__Short task__.
Turn these lines into a numbered list, leaving out any blank lines.

***** Data for this exercise *****

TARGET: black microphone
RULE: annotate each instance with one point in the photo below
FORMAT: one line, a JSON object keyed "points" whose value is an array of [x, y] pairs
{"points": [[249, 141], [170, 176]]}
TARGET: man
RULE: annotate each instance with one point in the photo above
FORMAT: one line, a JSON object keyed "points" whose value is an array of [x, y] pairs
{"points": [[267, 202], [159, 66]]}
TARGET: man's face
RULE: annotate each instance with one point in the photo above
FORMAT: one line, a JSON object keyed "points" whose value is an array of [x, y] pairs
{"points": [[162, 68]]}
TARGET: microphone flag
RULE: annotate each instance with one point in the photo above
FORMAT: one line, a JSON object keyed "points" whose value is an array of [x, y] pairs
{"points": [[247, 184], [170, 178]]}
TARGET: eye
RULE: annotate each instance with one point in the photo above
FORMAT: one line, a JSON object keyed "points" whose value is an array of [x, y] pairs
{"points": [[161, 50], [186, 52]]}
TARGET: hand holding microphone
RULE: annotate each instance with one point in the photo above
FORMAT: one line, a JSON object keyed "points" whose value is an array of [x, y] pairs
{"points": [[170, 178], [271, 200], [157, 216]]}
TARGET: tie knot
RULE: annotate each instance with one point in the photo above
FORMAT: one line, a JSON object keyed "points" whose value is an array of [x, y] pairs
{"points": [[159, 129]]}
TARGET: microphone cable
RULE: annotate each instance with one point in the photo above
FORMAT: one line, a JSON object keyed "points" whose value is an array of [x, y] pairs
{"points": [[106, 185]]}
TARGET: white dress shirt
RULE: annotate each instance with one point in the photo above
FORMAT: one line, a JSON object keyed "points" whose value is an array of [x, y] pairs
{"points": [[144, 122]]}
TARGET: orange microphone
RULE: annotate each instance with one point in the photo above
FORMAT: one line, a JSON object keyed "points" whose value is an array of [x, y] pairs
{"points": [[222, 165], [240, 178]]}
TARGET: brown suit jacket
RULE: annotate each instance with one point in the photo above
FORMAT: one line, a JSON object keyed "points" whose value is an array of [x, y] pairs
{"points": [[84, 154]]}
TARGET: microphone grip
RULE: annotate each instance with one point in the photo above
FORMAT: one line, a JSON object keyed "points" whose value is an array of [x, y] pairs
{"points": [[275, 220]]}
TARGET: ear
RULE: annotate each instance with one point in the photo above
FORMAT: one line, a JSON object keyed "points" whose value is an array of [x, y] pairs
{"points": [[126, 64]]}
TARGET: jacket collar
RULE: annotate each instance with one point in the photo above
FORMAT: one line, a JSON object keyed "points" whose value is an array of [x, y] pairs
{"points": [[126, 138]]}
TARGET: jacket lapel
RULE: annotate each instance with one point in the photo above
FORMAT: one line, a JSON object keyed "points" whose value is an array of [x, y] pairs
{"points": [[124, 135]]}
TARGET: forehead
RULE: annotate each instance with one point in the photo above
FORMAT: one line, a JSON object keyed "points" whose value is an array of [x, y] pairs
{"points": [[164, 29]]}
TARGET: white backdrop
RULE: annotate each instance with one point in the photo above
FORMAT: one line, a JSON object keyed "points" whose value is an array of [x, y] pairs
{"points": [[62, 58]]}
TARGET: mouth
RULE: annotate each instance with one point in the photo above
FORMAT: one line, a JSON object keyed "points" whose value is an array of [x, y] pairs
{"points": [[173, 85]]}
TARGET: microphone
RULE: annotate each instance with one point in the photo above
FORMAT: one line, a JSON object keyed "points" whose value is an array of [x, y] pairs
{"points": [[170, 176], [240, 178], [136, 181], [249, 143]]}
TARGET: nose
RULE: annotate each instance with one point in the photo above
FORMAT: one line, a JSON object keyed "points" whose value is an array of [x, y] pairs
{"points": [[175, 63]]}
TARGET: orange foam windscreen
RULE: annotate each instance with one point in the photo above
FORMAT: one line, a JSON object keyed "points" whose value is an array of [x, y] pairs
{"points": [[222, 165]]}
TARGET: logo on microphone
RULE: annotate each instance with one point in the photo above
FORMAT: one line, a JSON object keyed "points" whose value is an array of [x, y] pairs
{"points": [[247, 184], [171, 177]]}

*****

__Task output__.
1. TARGET: black microphone
2. RULE: annotate each instance with one point in the photo below
3. FORMAT: one line, a JSON object keyed "points" whose value is an array of [x, y] pairs
4. {"points": [[249, 141], [170, 176]]}
5. TARGET: man
6. RULE: annotate each instance with one point in the photo above
7. FORMAT: one line, a JSON object keyed "points" whose value is an array of [x, y] pairs
8. {"points": [[267, 202], [159, 66]]}
9. TARGET: man's face
10. RULE: annotate each instance with one point in the photo above
11. FORMAT: one line, a JSON object keyed "points" whose value is an array of [x, y] pairs
12. {"points": [[162, 68]]}
13. TARGET: microphone flag
14. RULE: annotate each instance with one point in the photo above
15. FORMAT: one line, a JSON object keyed "points" whose value is an array of [x, y] pairs
16. {"points": [[247, 184], [170, 178]]}
17. TARGET: eye
18. RULE: annotate each instance with one point in the photo above
19. FORMAT: one line, a JSON object keyed "points" whose value is an array of [x, y] pairs
20. {"points": [[161, 50], [186, 52]]}
21. TARGET: hand holding microphone
22. RULE: annotate each instance with one point in the photo above
23. FORMAT: one line, a JSON object keyed "points" whose value is an array of [x, y] pairs
24. {"points": [[170, 178], [271, 200], [157, 216]]}
25. TARGET: tie knot
26. RULE: annotate each instance with one point in the photo above
27. FORMAT: one line, a JSON object keyed "points" whose value is an array of [x, y] pairs
28. {"points": [[159, 129]]}
29. TARGET: microphone cable
30. RULE: annotate each instance with one point in the photo above
31. FORMAT: one line, a JSON object keyed "points" whose value is an array of [x, y] pairs
32. {"points": [[106, 185]]}
33. TARGET: white dress shirt
34. RULE: annotate each instance with one point in the photo above
35. FORMAT: one line, a JSON object keyed "points" whose value is an array of [x, y] pairs
36. {"points": [[144, 122]]}
37. TARGET: orange microphone
38. RULE: annotate each instance with one point in the photo above
39. FORMAT: one line, a JSON object keyed "points" whose value is an array of [x, y] pairs
40. {"points": [[222, 165], [240, 178]]}
41. TARGET: brown suit jacket
42. RULE: annotate each instance with one point in the photo above
43. FORMAT: one line, a JSON object keyed "points" whose value is an array of [x, y] pairs
44. {"points": [[84, 154]]}
45. TARGET: microphone grip
46. RULE: annotate each instance with one point in the photo above
47. FORMAT: one line, a JSON object keyed "points" whose value is an array of [x, y] pairs
48. {"points": [[275, 220]]}
49. TARGET: ear
50. RULE: annotate each instance with one point in the photo above
51. FORMAT: one line, a JSON object keyed "points" whose value is an array of [x, y] pairs
52. {"points": [[126, 64]]}
53. TARGET: jacket collar
54. RULE: annotate each instance with one point in the photo above
55. FORMAT: one line, a JSON object keyed "points" whose value is an array of [x, y] pairs
56. {"points": [[126, 138]]}
57. TARGET: jacket lapel
58. RULE: annotate each instance with one point in the photo above
59. FORMAT: one line, a JSON object keyed "points" whose value is an array of [x, y] pairs
60. {"points": [[124, 135]]}
61. TARGET: forehead
62. RULE: annotate each instance with one point in the photo above
63. FORMAT: one line, a JSON object keyed "points" whose value is an array of [x, y] pairs
64. {"points": [[164, 29]]}
65. TARGET: white backdrop
66. RULE: annotate each instance with one point in the photo above
67. FORMAT: one line, a JSON object keyed "points" whose value is an array of [x, y] pairs
68. {"points": [[62, 58]]}
69. TARGET: mouth
70. RULE: annotate each instance with one point in the photo above
71. FORMAT: one line, a JSON object keyed "points" whose value is an array of [x, y] pairs
72. {"points": [[173, 85]]}
73. TARGET: microphone
74. RULE: annotate each instance with one point in the photo above
75. FORMAT: one line, a JSON object keyed "points" whose value is an array of [x, y] pairs
76. {"points": [[170, 176], [240, 178], [136, 181], [249, 143]]}
77. TARGET: nose
78. RULE: annotate each instance with one point in the photo above
79. FORMAT: one line, a JSON object keyed "points" whose value is an array of [x, y] pairs
80. {"points": [[175, 63]]}
81. TARGET: orange foam windscreen
82. RULE: annotate each instance with one point in the photo above
83. FORMAT: one line, a JSON object keyed "points" whose value is an array of [x, y] pairs
84. {"points": [[222, 165]]}
85. TARGET: logo on microphone
86. RULE: annotate each instance with one point in the photo above
87. FORMAT: one line, a JSON object keyed "points" whose value is an array of [x, y] pairs
88. {"points": [[247, 184], [171, 177]]}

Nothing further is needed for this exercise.